Your objective → This exercise calls for the records to be repeated in full, exactly as written.

[Data excerpts]
####
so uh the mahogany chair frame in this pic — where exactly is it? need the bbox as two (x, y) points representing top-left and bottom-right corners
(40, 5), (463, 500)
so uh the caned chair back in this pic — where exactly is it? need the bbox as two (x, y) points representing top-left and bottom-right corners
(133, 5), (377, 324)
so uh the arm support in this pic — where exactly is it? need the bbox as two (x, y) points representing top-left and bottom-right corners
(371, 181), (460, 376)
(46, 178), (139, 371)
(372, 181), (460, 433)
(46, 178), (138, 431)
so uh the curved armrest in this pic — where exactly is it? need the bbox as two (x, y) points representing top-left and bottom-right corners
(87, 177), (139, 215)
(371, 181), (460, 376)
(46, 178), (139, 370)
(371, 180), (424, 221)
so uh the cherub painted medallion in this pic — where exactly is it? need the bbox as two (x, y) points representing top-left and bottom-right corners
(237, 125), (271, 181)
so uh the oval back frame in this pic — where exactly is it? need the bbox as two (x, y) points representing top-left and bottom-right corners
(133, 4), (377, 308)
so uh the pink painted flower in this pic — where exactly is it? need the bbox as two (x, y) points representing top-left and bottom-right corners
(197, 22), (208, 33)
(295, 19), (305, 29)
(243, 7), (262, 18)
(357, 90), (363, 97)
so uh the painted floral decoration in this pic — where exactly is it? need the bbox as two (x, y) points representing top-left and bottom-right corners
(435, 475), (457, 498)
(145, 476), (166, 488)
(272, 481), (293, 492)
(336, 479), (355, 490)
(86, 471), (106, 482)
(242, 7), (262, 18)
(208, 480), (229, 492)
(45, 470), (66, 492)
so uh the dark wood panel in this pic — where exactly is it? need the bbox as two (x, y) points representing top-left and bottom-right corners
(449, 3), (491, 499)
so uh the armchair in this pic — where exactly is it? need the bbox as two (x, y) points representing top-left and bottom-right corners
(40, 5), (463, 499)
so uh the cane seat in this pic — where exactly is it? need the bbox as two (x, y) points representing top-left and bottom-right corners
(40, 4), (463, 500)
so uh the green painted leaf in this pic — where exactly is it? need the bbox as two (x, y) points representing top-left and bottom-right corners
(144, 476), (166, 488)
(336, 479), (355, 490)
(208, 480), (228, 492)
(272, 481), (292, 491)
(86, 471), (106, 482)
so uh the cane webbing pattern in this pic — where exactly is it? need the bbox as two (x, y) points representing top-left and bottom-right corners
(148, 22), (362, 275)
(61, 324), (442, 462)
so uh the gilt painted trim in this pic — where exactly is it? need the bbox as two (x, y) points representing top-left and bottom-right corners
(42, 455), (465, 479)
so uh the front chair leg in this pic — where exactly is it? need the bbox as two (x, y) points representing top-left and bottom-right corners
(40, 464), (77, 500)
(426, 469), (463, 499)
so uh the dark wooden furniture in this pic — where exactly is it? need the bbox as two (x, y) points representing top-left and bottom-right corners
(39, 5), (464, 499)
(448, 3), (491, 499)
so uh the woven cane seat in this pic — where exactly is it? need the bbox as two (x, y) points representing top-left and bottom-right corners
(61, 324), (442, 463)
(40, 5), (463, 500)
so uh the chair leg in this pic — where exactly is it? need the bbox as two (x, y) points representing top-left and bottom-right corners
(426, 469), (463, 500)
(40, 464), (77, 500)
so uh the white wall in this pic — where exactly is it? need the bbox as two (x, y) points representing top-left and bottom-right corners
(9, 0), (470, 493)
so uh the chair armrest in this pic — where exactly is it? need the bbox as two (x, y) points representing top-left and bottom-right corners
####
Task output →
so uh the mahogany chair frame in this pic — where exactly is it? need the bbox as two (x, y) points representing top-left and bottom-right corners
(40, 5), (463, 500)
so uh the caned chair back in this pic — where exactly is it? need the bbox as two (x, y) points representing top-left and bottom-right corners
(133, 5), (377, 324)
so uh the arm support in this pic — where exactly is it? need the bbox as two (x, y) points representing top-left and bottom-right corners
(371, 181), (460, 376)
(46, 178), (139, 371)
(372, 181), (460, 433)
(46, 178), (138, 431)
so uh the curved armrest in this pic — where exactly is it? need the bbox as two (x, y) points representing top-left and bottom-right corners
(87, 177), (139, 215)
(371, 181), (460, 376)
(46, 178), (139, 370)
(371, 180), (424, 221)
so uh the cherub painted medallion in this pic — where exactly is it? need the bbox as two (x, y) points representing top-left and bottom-right corners
(237, 125), (271, 181)
so uh the oval back frame in this pic — where exactly is it? need the bbox as two (x, y) points representing top-left and bottom-right corners
(133, 4), (377, 308)
so uh the pink painted flower in this pic — where exactly is it? need the bbox as two (x, y) points representing top-left and bottom-right corners
(197, 22), (208, 33)
(295, 19), (305, 29)
(243, 7), (262, 18)
(357, 90), (363, 97)
so uh the painted floral decoration in this pic — where exactly is it? need the bbox as two (x, y) points representing top-left and bottom-right corners
(435, 475), (457, 498)
(145, 476), (166, 488)
(272, 481), (293, 492)
(336, 479), (355, 490)
(86, 471), (106, 482)
(242, 7), (262, 18)
(208, 480), (229, 492)
(45, 470), (66, 492)
so uh the dark wood panel in this pic — where exactly is it? need the bbox as two (x, y) points representing top-left and bottom-right corners
(449, 3), (491, 499)
so uh the armchair in this pic — where exactly is it? need the bbox as two (x, y) points representing top-left and bottom-right corners
(40, 5), (463, 499)
so uh the cane seat in this pic — where exactly is it? need the bbox as two (x, y) points representing top-left and bottom-right corners
(40, 4), (463, 500)
so uh the green painted leaf in this pic — where exactly is it? need the bbox as two (x, y) points representing top-left and bottom-right corners
(144, 476), (166, 488)
(336, 479), (355, 490)
(208, 480), (228, 492)
(272, 481), (292, 491)
(86, 471), (106, 482)
so uh the cane webbing pattern in this pic — where exactly is it? need the bbox as two (x, y) points representing top-left and bottom-right corners
(148, 22), (362, 275)
(61, 324), (442, 462)
so uh the gilt painted trim in this pic — where exactly is it? need the bbox as two (x, y) points representing top-left and bottom-right corners
(42, 455), (465, 479)
so uh the front chair leg in this pic — where exactly is it? need the bbox as two (x, y) points representing top-left and bottom-right corners
(40, 464), (77, 500)
(426, 469), (463, 499)
so uh the dark wooden furniture in this pic — where exactly is it? need the bbox as two (x, y) points representing top-left and bottom-right corners
(39, 5), (464, 499)
(448, 3), (491, 499)
so uh the woven cane seat in this pic — where exactly is it? need the bbox as two (x, y) points representing top-left and bottom-right corners
(61, 324), (442, 463)
(40, 5), (463, 500)
so uh the chair leg in this pic — where exactly is it? need the bbox as two (x, y) points representing top-left and bottom-right corners
(426, 469), (463, 500)
(40, 464), (77, 500)
so uh the white wall in this pic — where exactly is it? need the bbox as two (x, y) points representing top-left and bottom-right corners
(9, 0), (470, 493)
so uh the chair armrest in this pic — where exactly is it? need the bbox as two (x, y) points representing top-left and bottom-right corners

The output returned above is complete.